Exercise text section start

Manufacturing in microgravity and the fiber optics
You’ve probably never heard of ZBLAN. It’s a fluoride glass compound—zirconium, barium, lanthanum, aluminum, sodium. Sound like alphabet soup? It is. But this stuff is the holy grail of fiber optics. Standard silica fibers, the kind that run under your city streets and power your internet, have a theoretical limit on how much data they can carry and how far they can send it without amplification. ZBLAN destroys that limit. In theory, ZBLAN fibers can transmit data 10 to 100 times more efficiently than silica. That means faster internet, better medical lasers, more sensitive sensors for defense and aerospace.
So why aren’t we using ZBLAN everywhere right now? Because gravity is a jerk.
When you melt and draw ZBLAN glass on Earth, gravity causes tiny crystals to form inside the fiber. These crystals scatter light, killing the performance. The fiber works, but it’s nowhere near its theoretical potential. You can try to slow the crystallization, tweak the chemistry, or use fancy furnaces, but gravity always wins. The best ZBLAN made on Earth is still a disappointment.
In microgravity, that problem vanishes. Without gravity pulling heavier elements down and causing convection currents inside the molten glass, the fiber cools uniformly. No crystals. No light-scattering defects. You get a perfect, pristine fiber that actually delivers on the hype. This isn’t speculation. NASA and the Japanese space agency have run experiments on the International Space Station for years. The space-made ZBLAN looks dramatically better than anything produced on the ground. The question was never whether it works in space—it does. The question was whether you could make enough of it, cheaply, to matter.
Enter the commercial space companies. Over the last five years, a handful of startups have realized that the ISS is a proof-of-concept, not a business model. They’re building dedicated free-flying manufacturing satellites. Think of them as automated fiber-optic factories the size of a mini-fridge, floating in low Earth orbit. They launch, unfurl a solar panel, melt ZBLAN feedstock in a zero-gravity furnace, and draw fiber at a slow, steady rate. After a few months, they re-enter and parachute the finished spools back to Earth.
The economics are ugly on paper but workable in reality. A single launch to low Earth orbit costs millions. A manufacturing satellite is expensive to build and operate. But the product is so valuable that the numbers actually close. A single spool of premium ZBLAN fiber, ten kilometers long, could sell for more than the cost of the entire mission. The global fiber optics market is over $10 billion and growing. If ZBLAN only captures a fraction of that, you’re looking at a steady revenue stream. This isn’t a speculative tech. It’s a manufacturing arbitrage.

Exercise text section end
Input data section start

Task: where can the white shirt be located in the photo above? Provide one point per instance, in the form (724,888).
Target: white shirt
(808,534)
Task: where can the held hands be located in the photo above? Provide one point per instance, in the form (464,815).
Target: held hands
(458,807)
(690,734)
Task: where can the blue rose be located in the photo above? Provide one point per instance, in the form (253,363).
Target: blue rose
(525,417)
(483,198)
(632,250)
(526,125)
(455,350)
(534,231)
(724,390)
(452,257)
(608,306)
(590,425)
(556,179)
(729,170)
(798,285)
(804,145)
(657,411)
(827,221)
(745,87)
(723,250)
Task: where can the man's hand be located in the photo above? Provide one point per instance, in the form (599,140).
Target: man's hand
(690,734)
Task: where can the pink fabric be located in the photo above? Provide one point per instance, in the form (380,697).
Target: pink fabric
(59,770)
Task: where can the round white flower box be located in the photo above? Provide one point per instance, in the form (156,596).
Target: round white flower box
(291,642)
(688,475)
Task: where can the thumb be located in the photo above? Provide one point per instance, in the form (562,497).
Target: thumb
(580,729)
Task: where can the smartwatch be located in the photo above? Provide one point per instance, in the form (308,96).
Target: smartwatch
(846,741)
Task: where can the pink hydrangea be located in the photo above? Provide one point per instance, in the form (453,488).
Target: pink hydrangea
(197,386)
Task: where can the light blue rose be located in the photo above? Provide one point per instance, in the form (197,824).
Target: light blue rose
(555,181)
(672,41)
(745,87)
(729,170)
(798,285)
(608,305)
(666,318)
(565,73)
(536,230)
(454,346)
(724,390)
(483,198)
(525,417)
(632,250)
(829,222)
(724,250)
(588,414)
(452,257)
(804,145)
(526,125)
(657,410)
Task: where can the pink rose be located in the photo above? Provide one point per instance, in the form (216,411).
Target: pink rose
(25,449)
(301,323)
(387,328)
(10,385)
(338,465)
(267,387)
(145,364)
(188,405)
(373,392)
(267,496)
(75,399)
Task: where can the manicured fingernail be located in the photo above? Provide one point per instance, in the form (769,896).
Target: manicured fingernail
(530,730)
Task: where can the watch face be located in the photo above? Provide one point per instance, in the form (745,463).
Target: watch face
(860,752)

Input data section end

**Your assignment:**
Continue the text on making ZBLAN fiber in microgravity, starting right after its last sentence.

**Answer below:**
What does this mean for the future of orbital habitats? It means the first permanent, self-funding businesses in space might not be hotels or mines. They’ll be industrial parks. Imagine a small orbital station, crewed by a handful of technicians, running dozens of these fiber-drawing machines. The station pays for its own life support, its own supplies, its own resupply launches. It becomes a profit center, not a science experiment. That’s the commercial future: not people living in space for the thrill of it, but working in space because the paycheck is too good to pass up.
The path from ZBLAN to a full-blown orbital habitat is long. You need cheaper launches, more reliable automation, and a workforce willing to live in zero G for months at a time. But the first step is a product that makes money. ZBLAN is the pickaxe in this gold rush. Once the infrastructure exists to make it at scale, other manufacturing opportunities open up. Better pharmaceuticals, purer protein crystals for drug design, new alloys that can’t form on Earth. Each one adds another revenue stream, another reason to build bigger stations.
The space settlement crowd likes to talk about the “why”—the vision of humanity spreading across the solar system. But the “how” is almost always economics. ZBLAN fiber shows us the how. It’s a small, ugly, deeply unromantic piece of glass that makes more sense to draw in orbit than on the planet where it was invented. That’s the future. It won’t feel like a science fiction novel. It will feel like a job. And that is exactly how it becomes real.